> **本文**
▬▬▬▬▬▬

マザーハウスの工場でサンプル制作を担当する職人は、「今の賃金よりも、もっと出すから来ないか」と、いくつもの工場から誘い受けていますが、彼は「マザーハウスでの仕事に誇りを持っているので、自分はここで死ぬまでここで働く」と言ってくれています。

──マザーハウスによって、現地のビジネスはどのように変化したでしょうか。

マザーハウスがファッションバックの素材としてジュートを使い始めて以来、ジュートのバングラデシュ国内での価格が上がっています。私たちと同じように、ジュートを使って、バックを作っている工場もあります。しかし、輸出できるようになったケースは、ほとんどありません。あるヨーロッパの国の企業は、バングラデシュでジュートを使ってバッグを作ろうとしましたが、品質の高い製品を作れず、結局、生産をあきらめています。ジュートは、縮みやすく、非常に扱うのが難しい素材なのです。私たちもいくつものサンプルを作り試行錯誤を続けて、ようやく納得がいく品質の製品を作れるようになったのです。

──マザーハウスの製品に対する海外での反響はいかがでしょうか。

▬▬▬▬▬▬

> **データ抜粋**
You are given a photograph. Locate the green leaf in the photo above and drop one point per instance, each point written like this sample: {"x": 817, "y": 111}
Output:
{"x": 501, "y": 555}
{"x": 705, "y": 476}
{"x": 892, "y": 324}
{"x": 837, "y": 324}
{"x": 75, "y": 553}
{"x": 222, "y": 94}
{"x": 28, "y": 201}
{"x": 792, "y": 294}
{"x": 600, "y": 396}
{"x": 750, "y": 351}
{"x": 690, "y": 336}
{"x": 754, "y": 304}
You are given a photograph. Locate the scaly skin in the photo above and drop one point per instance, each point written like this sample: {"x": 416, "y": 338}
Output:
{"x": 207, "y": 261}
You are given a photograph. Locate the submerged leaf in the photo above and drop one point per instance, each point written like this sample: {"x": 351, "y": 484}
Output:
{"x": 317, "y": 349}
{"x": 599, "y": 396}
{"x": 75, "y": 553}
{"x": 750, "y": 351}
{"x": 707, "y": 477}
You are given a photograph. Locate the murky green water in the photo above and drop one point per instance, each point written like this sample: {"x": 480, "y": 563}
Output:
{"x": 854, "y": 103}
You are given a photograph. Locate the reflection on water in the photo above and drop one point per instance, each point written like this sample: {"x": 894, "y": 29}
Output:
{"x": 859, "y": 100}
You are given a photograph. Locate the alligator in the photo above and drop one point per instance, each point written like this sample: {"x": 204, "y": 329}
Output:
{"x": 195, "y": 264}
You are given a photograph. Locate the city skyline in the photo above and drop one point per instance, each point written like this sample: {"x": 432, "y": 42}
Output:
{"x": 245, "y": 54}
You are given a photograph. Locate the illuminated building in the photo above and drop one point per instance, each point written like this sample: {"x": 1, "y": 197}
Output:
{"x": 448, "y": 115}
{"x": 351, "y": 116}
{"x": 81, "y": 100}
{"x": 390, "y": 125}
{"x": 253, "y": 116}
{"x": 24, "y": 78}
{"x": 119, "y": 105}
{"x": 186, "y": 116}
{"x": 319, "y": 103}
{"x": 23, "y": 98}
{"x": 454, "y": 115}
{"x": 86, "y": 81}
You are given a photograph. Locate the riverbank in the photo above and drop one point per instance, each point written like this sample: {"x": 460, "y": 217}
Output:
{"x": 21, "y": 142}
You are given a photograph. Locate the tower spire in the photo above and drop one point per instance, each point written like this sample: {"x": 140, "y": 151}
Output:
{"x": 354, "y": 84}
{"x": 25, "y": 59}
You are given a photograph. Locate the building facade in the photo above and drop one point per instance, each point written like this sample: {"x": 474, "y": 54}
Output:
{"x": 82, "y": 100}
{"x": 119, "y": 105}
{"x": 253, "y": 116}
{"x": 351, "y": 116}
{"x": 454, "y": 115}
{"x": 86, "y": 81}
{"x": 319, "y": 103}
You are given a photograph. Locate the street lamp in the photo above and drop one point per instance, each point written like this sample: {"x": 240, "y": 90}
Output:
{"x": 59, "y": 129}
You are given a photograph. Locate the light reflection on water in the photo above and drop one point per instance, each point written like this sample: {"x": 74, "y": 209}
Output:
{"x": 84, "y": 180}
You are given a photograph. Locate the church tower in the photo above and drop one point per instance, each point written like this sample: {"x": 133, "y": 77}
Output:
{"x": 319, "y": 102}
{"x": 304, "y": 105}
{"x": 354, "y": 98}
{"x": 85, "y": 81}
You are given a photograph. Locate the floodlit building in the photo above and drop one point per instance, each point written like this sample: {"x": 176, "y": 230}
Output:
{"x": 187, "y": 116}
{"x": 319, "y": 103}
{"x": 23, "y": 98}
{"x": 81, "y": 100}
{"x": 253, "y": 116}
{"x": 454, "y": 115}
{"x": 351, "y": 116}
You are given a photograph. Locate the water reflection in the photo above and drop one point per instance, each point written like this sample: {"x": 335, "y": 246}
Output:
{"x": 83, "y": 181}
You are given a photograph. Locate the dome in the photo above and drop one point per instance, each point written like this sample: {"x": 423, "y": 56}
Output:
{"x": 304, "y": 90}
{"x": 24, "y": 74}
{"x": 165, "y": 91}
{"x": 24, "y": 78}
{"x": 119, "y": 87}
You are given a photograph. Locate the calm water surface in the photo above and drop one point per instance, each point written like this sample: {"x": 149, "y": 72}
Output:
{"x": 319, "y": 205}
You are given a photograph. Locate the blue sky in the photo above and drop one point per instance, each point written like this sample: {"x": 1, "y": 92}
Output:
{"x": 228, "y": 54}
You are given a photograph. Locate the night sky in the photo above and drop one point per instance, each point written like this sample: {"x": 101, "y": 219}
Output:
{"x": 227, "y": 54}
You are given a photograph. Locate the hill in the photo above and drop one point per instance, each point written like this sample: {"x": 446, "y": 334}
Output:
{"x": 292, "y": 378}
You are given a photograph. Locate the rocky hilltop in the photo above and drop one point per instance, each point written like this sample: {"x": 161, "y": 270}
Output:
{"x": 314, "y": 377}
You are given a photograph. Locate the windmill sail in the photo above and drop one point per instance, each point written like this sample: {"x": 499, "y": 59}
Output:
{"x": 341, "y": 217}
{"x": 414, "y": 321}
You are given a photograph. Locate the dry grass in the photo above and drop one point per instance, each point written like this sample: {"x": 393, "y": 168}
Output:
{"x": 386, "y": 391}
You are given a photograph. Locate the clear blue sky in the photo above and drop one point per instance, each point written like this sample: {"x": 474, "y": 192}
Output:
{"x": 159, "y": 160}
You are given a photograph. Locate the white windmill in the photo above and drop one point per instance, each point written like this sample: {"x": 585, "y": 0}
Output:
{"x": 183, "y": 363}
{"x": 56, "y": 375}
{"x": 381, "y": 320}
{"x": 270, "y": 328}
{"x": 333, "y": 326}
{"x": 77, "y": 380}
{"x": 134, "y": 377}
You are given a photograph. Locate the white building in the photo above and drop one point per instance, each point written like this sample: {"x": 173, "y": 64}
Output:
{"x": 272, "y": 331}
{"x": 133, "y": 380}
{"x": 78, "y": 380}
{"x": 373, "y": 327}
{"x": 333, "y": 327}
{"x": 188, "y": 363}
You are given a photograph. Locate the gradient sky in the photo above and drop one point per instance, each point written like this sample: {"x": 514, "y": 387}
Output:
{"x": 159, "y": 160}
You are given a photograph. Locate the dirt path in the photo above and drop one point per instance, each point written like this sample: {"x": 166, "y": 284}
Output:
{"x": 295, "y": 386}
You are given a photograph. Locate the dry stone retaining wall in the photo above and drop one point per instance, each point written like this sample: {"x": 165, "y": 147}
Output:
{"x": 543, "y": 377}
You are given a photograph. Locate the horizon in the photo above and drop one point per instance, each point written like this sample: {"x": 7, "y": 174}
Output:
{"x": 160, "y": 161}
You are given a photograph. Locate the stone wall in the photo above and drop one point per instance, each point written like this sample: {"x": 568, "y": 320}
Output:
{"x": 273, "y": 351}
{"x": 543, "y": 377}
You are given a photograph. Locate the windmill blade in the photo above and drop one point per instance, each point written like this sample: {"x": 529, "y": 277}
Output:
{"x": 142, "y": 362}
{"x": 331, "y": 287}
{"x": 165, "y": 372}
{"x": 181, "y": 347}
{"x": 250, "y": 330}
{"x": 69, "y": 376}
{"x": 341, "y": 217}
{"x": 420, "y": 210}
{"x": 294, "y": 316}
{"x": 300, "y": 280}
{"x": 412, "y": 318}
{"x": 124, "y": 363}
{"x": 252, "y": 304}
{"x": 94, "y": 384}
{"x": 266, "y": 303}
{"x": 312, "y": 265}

▬▬▬▬▬▬

> **課題**
**1.** マザーハウスに関する本文のうち、「マザーハウスの工場でサンプル」と「を作れるようになったのです。」の間（両端を含む）を、「ジュート」を「麻」に差し替えたうえで書き直してください。
**2.** マザーハウスに関する本文によると、マザーハウスがファッションバッグの素材としてジュートを使い始めて以来、バングラデシュ国内でのジュートの価格はどうなっていますか。

> **課題への解答**
**1.**
マザーハウスの工場でサンプル制作を担当する職人は、「今の賃金よりも、もっと出すから来ないか」と、いくつもの工場から誘い受けていますが、彼は「マザーハウスでの仕事に誇りを持っているので、自分はここで死ぬまでここで働く」と言ってくれています。

──マザーハウスによって、現地のビジネスはどのように変化したでしょうか。

マザーハウスがファッションバックの素材として麻を使い始めて以来、麻のバングラデシュ国内での価格が上がっています。私たちと同じように、麻を使って、バックを作っている工場もあります。しかし、輸出できるようになったケースは、ほとんどありません。あるヨーロッパの国の企業は、バングラデシュで麻を使ってバッグを作ろうとしましたが、品質の高い製品を作れず、結局、生産をあきらめています。麻は、縮みやすく、非常に扱うのが難しい素材なのです。私たちもいくつものサンプルを作り試行錯誤を続けて、ようやく納得がいく品質の製品を作れるようになったのです。

**2.** 上がっています。